Goal of the exercise:
Restate the material verbatim, every line included.

Exercise input:
..............................
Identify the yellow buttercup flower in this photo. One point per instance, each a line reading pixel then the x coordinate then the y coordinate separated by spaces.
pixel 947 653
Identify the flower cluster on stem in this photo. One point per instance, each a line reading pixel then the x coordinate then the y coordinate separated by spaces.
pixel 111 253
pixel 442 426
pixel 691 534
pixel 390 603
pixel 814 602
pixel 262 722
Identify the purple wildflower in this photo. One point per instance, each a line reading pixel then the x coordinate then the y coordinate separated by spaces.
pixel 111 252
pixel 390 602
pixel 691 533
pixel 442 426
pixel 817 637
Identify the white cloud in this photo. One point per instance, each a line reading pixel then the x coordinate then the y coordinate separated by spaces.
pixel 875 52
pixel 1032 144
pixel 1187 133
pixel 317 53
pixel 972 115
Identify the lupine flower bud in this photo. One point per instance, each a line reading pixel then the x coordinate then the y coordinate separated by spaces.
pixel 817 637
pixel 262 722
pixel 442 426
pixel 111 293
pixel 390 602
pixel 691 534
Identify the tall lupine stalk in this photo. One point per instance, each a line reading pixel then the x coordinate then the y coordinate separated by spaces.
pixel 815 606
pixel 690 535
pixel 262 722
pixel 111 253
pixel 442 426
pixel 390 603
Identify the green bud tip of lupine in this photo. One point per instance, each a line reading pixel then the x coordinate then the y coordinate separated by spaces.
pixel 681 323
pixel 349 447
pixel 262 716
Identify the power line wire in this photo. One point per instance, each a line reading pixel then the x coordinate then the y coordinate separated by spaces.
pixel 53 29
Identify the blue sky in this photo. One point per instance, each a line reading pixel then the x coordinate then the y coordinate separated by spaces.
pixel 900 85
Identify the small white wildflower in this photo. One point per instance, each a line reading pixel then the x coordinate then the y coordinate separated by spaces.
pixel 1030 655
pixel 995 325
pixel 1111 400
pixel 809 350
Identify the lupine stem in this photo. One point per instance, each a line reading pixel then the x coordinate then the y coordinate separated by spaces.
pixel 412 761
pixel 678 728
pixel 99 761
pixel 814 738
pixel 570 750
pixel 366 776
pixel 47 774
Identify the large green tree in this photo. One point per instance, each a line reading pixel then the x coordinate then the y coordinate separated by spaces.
..............................
Output below:
Identify the yellow buttercup flower in this photo. One point per instance, each a line reading pixel then the x coordinate then the y coordinate separated by spaces.
pixel 947 653
Identify the flower cluster on stem in this photo. One point per instance, each a line reading pixel then the x coordinate then the y coordinate separated by spaces.
pixel 111 253
pixel 442 426
pixel 691 534
pixel 390 603
pixel 814 602
pixel 262 722
Identify the purple wildflower in this photo. One point per instance, each a line reading pixel then the x coordinate then the y coordinate separated by spaces.
pixel 111 252
pixel 390 602
pixel 691 533
pixel 442 426
pixel 817 637
Identify the white cloud in this photo. One point per instance, each a line reading pixel then the x coordinate then the y coordinate separated by spaces.
pixel 875 52
pixel 1032 144
pixel 1187 133
pixel 317 53
pixel 972 115
Identify the lupine flower bud in this photo. One point per instance, each a line reading pixel then the x coordinate then the y coordinate separated by spaces.
pixel 817 637
pixel 262 722
pixel 442 426
pixel 111 293
pixel 390 602
pixel 691 534
Identify the tall lupine stalk in this photo. One point per instance, each a line reading pixel then the x coordinate then the y coordinate separated by spaces.
pixel 815 606
pixel 690 535
pixel 262 722
pixel 111 253
pixel 442 426
pixel 390 603
Identify the green bud tip of lupine in this photo. One point per instance, each a line reading pixel then the x coordinate then the y coordinate separated by spaces.
pixel 681 323
pixel 349 447
pixel 262 716
Identify the power line wire in this photo. One point per instance, each a line reading pixel then the x coordinate then the y coordinate separated by spaces.
pixel 53 29
Identify the blue sky in this photo. One point per instance, each a line reading pixel then the x coordinate then the y coordinate separated by spaces.
pixel 900 85
Identify the small white wildflower in this photo. One point per instance, each a line reading pixel then the x coordinate then the y coordinate separated by spaces.
pixel 1030 655
pixel 995 325
pixel 1111 400
pixel 809 350
Identify the lupine stem in this photo. One point per instance, each a line reading pixel then the x coordinate then the y coordinate separated by spaces.
pixel 412 761
pixel 678 728
pixel 99 761
pixel 814 738
pixel 570 750
pixel 366 776
pixel 47 774
Identify the large green tree in this photo. One point per instance, each a line reading pixel then the x coordinate then the y coordinate separated by spaces.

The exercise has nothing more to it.